[Lines of data]
*****

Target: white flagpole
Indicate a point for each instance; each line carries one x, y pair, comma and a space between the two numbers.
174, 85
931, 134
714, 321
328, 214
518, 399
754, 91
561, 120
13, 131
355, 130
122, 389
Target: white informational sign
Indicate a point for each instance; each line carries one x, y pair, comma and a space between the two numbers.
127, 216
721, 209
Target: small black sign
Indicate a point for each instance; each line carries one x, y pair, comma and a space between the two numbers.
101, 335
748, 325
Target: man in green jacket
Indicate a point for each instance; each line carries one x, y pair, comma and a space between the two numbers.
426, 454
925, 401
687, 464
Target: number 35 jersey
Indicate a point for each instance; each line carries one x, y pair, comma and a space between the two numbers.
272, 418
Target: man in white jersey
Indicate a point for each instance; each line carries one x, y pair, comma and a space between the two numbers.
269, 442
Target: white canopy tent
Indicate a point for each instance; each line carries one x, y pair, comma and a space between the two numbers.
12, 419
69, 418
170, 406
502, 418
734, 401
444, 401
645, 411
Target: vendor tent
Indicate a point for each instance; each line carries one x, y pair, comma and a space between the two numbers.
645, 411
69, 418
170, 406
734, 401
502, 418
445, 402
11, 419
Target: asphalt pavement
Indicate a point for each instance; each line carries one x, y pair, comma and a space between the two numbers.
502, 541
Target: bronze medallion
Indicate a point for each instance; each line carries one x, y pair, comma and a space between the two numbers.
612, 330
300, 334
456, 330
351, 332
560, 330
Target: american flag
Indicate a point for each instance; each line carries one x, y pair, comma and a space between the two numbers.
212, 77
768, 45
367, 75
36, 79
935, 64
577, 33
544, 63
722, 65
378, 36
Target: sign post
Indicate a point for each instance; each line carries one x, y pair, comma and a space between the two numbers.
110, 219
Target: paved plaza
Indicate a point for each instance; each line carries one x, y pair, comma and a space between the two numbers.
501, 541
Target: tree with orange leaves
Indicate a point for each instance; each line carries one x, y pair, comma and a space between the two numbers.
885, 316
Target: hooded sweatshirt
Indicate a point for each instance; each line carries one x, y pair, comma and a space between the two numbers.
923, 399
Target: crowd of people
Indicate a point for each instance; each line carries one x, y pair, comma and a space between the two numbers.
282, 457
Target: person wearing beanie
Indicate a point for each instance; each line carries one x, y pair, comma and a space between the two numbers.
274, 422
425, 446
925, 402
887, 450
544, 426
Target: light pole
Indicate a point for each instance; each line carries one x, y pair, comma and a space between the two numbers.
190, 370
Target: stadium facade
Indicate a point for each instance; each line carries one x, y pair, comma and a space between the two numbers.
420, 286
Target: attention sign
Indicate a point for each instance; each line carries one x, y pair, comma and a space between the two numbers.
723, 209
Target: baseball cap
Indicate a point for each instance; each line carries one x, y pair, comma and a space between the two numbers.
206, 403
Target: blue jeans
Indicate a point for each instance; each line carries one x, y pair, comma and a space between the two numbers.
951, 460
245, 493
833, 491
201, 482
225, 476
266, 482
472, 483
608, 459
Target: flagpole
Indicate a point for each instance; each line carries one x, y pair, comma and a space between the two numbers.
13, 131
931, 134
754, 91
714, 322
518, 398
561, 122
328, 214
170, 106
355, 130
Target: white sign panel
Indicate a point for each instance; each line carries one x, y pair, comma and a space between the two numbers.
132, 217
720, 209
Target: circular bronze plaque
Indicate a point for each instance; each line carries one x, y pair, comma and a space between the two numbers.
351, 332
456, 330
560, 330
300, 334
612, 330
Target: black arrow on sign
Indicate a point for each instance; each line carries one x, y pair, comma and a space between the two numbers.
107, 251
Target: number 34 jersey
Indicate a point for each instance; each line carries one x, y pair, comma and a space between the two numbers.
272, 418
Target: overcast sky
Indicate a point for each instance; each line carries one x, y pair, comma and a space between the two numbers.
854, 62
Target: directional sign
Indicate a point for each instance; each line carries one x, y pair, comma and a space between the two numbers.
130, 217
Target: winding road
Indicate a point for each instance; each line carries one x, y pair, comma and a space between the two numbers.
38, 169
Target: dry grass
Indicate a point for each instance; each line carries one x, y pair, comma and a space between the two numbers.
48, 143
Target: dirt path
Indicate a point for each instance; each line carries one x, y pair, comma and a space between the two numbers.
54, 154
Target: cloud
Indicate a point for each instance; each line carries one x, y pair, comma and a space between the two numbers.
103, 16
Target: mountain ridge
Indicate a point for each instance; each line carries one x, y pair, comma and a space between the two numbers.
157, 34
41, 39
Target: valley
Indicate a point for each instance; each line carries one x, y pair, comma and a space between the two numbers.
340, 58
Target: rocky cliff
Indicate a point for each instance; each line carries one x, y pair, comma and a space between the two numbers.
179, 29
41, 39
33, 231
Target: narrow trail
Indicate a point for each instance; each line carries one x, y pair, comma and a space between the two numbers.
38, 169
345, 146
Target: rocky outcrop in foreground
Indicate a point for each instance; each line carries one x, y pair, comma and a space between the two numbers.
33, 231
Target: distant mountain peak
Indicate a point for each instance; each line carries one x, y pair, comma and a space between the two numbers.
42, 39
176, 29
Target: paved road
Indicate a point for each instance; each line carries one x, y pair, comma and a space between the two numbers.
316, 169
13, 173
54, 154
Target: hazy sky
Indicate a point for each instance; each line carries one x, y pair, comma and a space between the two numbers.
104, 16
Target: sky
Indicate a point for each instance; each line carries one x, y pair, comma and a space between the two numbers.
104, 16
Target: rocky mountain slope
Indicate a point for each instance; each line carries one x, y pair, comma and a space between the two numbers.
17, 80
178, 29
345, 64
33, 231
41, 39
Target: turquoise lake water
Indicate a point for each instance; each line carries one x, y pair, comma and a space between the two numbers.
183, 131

*****

Reproduce the lines of the entries above exactly, but only from the line containing "Target: hazy sky" through the final line.

Target: hazy sky
Indicate a point for each instance; each line carries one x, y pair, comma and a space between the two numbers.
104, 16
Target: sky
Indicate a point for each instance; each line carries one x, y pair, comma and a space between the two numbers.
104, 16
Target: rocky mountain slope
Indicate a point for each instance; each line carries one x, y pair, comma and a space between the two numbers.
17, 80
178, 29
345, 64
33, 231
41, 39
Target: turquoise lake water
Indicate a point for each instance; each line carries one x, y pair, comma and a space between the two numbers.
183, 131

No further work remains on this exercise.